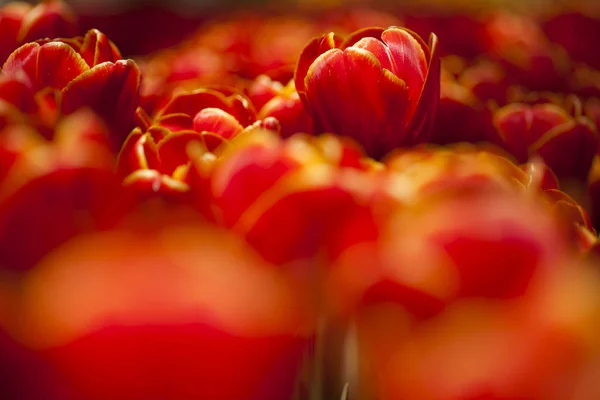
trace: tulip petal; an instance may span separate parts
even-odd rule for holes
[[[220,108],[205,108],[194,117],[196,132],[213,132],[231,139],[243,129],[235,117]]]
[[[317,132],[352,137],[374,157],[402,142],[406,85],[369,51],[349,47],[322,54],[308,71],[306,87]]]
[[[413,144],[427,141],[435,123],[440,100],[441,61],[438,55],[437,36],[433,33],[429,39],[429,48],[431,49],[431,55],[425,85],[418,100],[417,108],[412,115],[410,127],[407,129]]]
[[[115,146],[120,146],[134,126],[139,105],[140,70],[133,60],[98,64],[63,89],[62,112],[91,107],[112,127]]]
[[[382,68],[385,68],[387,70],[394,72],[389,48],[385,44],[383,44],[383,42],[381,42],[380,40],[377,40],[372,37],[366,37],[366,38],[360,39],[352,47],[370,51],[371,53],[373,53],[375,58],[377,58],[377,60],[379,60]]]
[[[196,115],[205,108],[220,108],[233,115],[242,126],[248,126],[256,120],[250,100],[237,93],[222,92],[199,89],[177,95],[159,112],[159,117],[167,114]]]
[[[76,16],[63,1],[44,1],[23,17],[19,42],[45,37],[70,37],[77,33]]]
[[[185,113],[161,116],[157,119],[156,124],[173,132],[194,129],[192,116]]]
[[[27,83],[34,85],[40,47],[38,43],[27,43],[13,51],[2,66],[2,73],[17,79],[26,79]]]
[[[571,121],[549,130],[530,147],[559,178],[585,182],[598,146],[598,134],[589,121]]]
[[[85,34],[79,52],[90,68],[107,61],[114,63],[122,58],[117,47],[97,29],[90,29]]]
[[[44,44],[37,58],[39,87],[62,89],[89,68],[71,46],[61,42]]]
[[[314,38],[300,54],[298,65],[294,71],[294,84],[300,93],[300,98],[306,92],[305,79],[314,61],[323,53],[339,47],[342,40],[335,33],[330,32],[318,38]],[[304,102],[304,99],[302,100]]]
[[[172,133],[156,146],[160,160],[160,171],[172,175],[175,169],[190,162],[187,147],[190,142],[202,142],[202,135],[194,131]]]
[[[391,53],[391,71],[406,82],[408,101],[416,105],[427,76],[428,57],[424,51],[427,45],[418,36],[400,28],[387,29],[381,39]]]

■ Instructions to follow
Print each record exactly as it stands, leaving the images out.

■ Reply to the task
trace: tulip petal; an instance may span separate parts
even-odd rule for holes
[[[220,108],[205,108],[194,117],[196,132],[213,132],[231,139],[243,129],[235,117]]]
[[[317,132],[352,137],[374,157],[402,142],[406,85],[369,51],[349,47],[322,54],[308,71],[306,87]]]
[[[413,144],[427,141],[435,123],[440,100],[441,61],[438,55],[437,36],[433,33],[429,39],[429,48],[431,49],[431,55],[425,85],[418,100],[417,108],[412,115],[410,127],[407,129]]]
[[[115,146],[120,146],[134,126],[139,105],[140,70],[133,60],[98,64],[63,89],[62,112],[91,107],[112,127]]]
[[[382,68],[385,68],[387,70],[394,72],[389,48],[385,44],[383,44],[383,42],[381,42],[380,40],[377,40],[372,37],[366,37],[366,38],[360,39],[352,47],[370,51],[371,53],[373,53],[375,58],[377,58],[377,60],[379,60]]]
[[[196,115],[205,108],[220,108],[233,115],[242,126],[248,126],[256,120],[250,100],[237,93],[222,92],[199,89],[177,95],[159,112],[159,117],[167,114]]]
[[[76,16],[63,1],[44,1],[23,17],[19,42],[45,37],[70,37],[77,33]]]
[[[185,113],[161,116],[157,119],[156,124],[173,132],[194,129],[192,116]]]
[[[27,83],[34,85],[40,47],[38,43],[27,43],[13,51],[2,66],[2,73],[17,79],[26,79]]]
[[[571,121],[549,130],[530,147],[559,178],[585,182],[598,146],[598,134],[589,121]]]
[[[85,34],[79,52],[90,68],[107,61],[114,63],[122,58],[117,47],[97,29],[90,29]]]
[[[44,44],[37,58],[39,87],[62,89],[89,68],[71,46],[61,42]]]
[[[314,38],[300,54],[298,65],[294,71],[294,84],[300,93],[300,98],[306,92],[305,79],[314,61],[323,53],[339,47],[342,40],[335,33],[330,32],[318,38]],[[304,102],[304,99],[302,100]]]
[[[172,133],[156,146],[160,160],[160,171],[172,175],[175,169],[190,162],[187,147],[190,142],[202,142],[202,135],[194,131]]]
[[[391,53],[391,71],[406,82],[408,101],[416,105],[427,76],[428,57],[424,51],[427,45],[418,36],[400,28],[387,29],[381,39]]]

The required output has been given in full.